## EXERCISE GOAL:
The lines to copy are those with "sunglasses" in them. Pull each one from the entries below.

## DATA SUPPLIED:
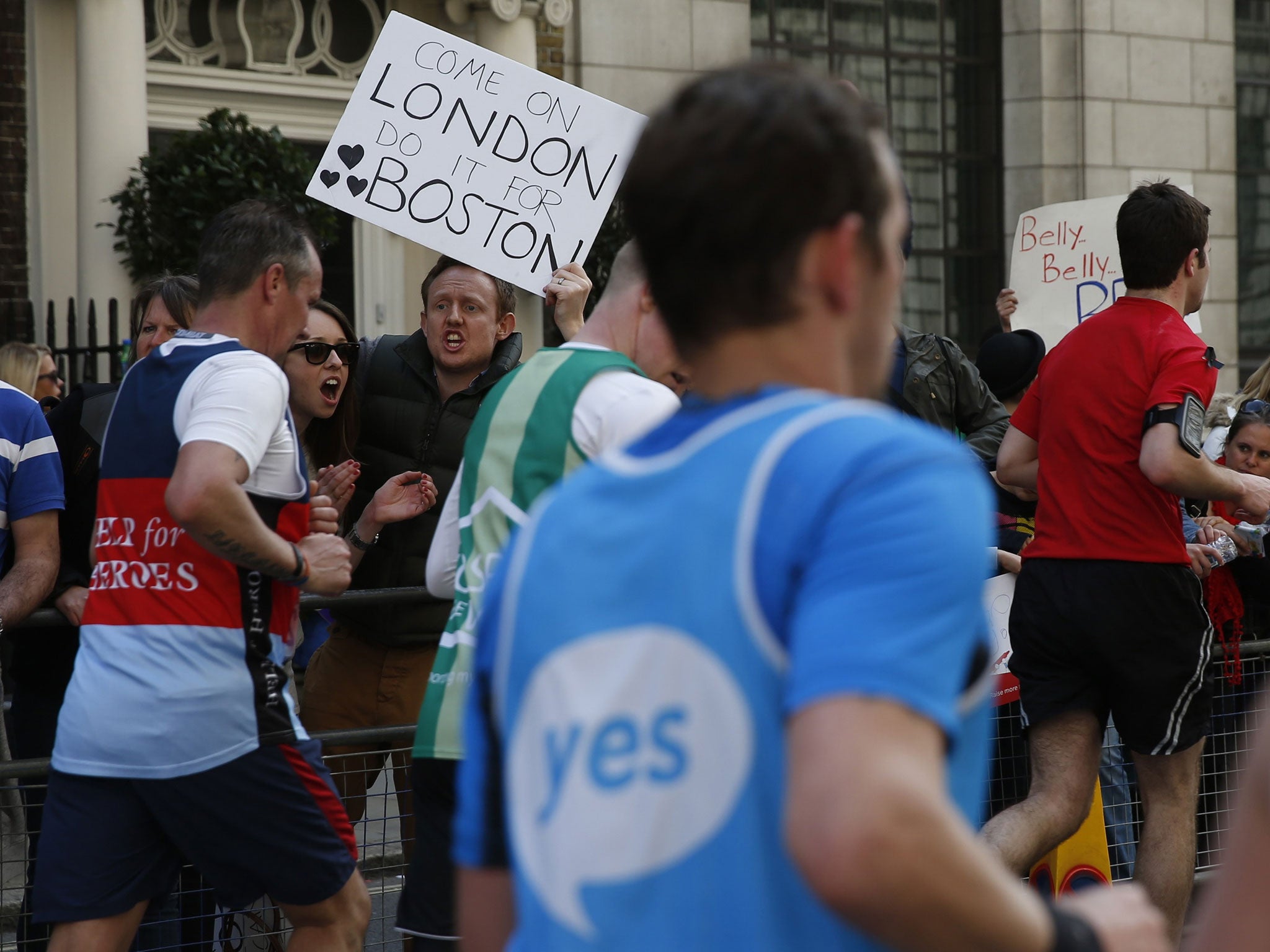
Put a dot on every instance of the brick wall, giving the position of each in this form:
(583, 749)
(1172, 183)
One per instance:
(13, 151)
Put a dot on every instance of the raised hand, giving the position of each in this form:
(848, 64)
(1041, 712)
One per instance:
(338, 482)
(331, 566)
(1122, 917)
(1008, 302)
(567, 293)
(323, 516)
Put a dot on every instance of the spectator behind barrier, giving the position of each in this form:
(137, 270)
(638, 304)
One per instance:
(32, 369)
(1223, 407)
(418, 397)
(934, 381)
(1009, 363)
(1101, 427)
(327, 419)
(31, 494)
(45, 658)
(695, 587)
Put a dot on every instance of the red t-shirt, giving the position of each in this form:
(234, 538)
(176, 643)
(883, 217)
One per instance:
(1085, 412)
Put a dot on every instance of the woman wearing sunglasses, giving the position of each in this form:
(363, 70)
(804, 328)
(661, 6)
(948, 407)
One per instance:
(318, 367)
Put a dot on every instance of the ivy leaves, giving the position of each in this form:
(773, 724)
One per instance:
(177, 191)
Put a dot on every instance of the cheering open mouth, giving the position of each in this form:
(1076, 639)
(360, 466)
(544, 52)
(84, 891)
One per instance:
(331, 389)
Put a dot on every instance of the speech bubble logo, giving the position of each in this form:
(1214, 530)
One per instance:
(629, 753)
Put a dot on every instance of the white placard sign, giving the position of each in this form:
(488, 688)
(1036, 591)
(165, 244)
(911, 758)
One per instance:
(475, 155)
(1065, 266)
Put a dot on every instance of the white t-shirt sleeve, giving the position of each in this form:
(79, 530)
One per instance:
(443, 555)
(235, 399)
(618, 408)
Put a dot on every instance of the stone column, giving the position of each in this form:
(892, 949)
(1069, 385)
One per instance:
(508, 29)
(112, 134)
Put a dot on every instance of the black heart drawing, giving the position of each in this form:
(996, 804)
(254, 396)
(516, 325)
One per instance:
(351, 155)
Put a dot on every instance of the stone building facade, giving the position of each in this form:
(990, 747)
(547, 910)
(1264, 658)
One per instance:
(995, 107)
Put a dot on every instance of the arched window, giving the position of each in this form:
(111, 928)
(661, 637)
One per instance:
(1253, 164)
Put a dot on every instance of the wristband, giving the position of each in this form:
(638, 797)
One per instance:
(361, 544)
(301, 574)
(1072, 933)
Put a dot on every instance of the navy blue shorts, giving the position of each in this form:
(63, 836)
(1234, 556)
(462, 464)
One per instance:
(266, 823)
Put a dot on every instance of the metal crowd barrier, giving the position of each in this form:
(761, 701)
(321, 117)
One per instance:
(1236, 716)
(190, 918)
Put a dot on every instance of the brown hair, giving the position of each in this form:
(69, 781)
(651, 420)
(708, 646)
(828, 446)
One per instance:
(19, 364)
(732, 178)
(331, 441)
(502, 288)
(179, 295)
(1157, 227)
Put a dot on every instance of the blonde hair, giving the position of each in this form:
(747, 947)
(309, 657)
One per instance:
(19, 364)
(1258, 386)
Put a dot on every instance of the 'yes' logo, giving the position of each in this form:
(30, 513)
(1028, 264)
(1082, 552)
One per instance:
(629, 752)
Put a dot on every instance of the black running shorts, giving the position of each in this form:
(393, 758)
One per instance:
(427, 907)
(1130, 639)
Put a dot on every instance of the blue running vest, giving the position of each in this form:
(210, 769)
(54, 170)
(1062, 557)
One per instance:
(639, 690)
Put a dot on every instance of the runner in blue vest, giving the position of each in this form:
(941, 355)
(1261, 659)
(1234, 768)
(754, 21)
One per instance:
(729, 690)
(544, 419)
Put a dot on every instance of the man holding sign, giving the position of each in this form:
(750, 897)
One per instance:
(741, 729)
(475, 155)
(1117, 625)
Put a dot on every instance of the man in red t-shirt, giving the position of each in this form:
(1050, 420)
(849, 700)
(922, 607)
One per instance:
(1109, 619)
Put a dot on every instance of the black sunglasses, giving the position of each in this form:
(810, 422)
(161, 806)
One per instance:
(1253, 407)
(316, 352)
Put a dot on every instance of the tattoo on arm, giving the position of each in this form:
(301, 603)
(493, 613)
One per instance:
(230, 549)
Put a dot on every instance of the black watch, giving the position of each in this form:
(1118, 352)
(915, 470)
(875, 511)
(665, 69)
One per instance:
(1189, 419)
(358, 542)
(1072, 933)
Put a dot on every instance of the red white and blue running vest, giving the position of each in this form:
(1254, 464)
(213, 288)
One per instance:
(180, 655)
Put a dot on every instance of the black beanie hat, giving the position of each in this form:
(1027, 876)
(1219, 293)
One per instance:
(1009, 362)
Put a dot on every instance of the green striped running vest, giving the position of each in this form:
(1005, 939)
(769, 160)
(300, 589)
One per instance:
(520, 444)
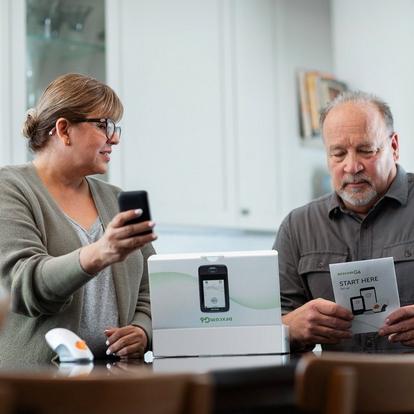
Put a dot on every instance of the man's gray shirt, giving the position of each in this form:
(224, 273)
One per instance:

## RESULT:
Put a dot on every instance of the woman wearing sunglasses, giving the position of each in this form:
Put a dot on every instance of the black sunglasses, giving the position of each in this form:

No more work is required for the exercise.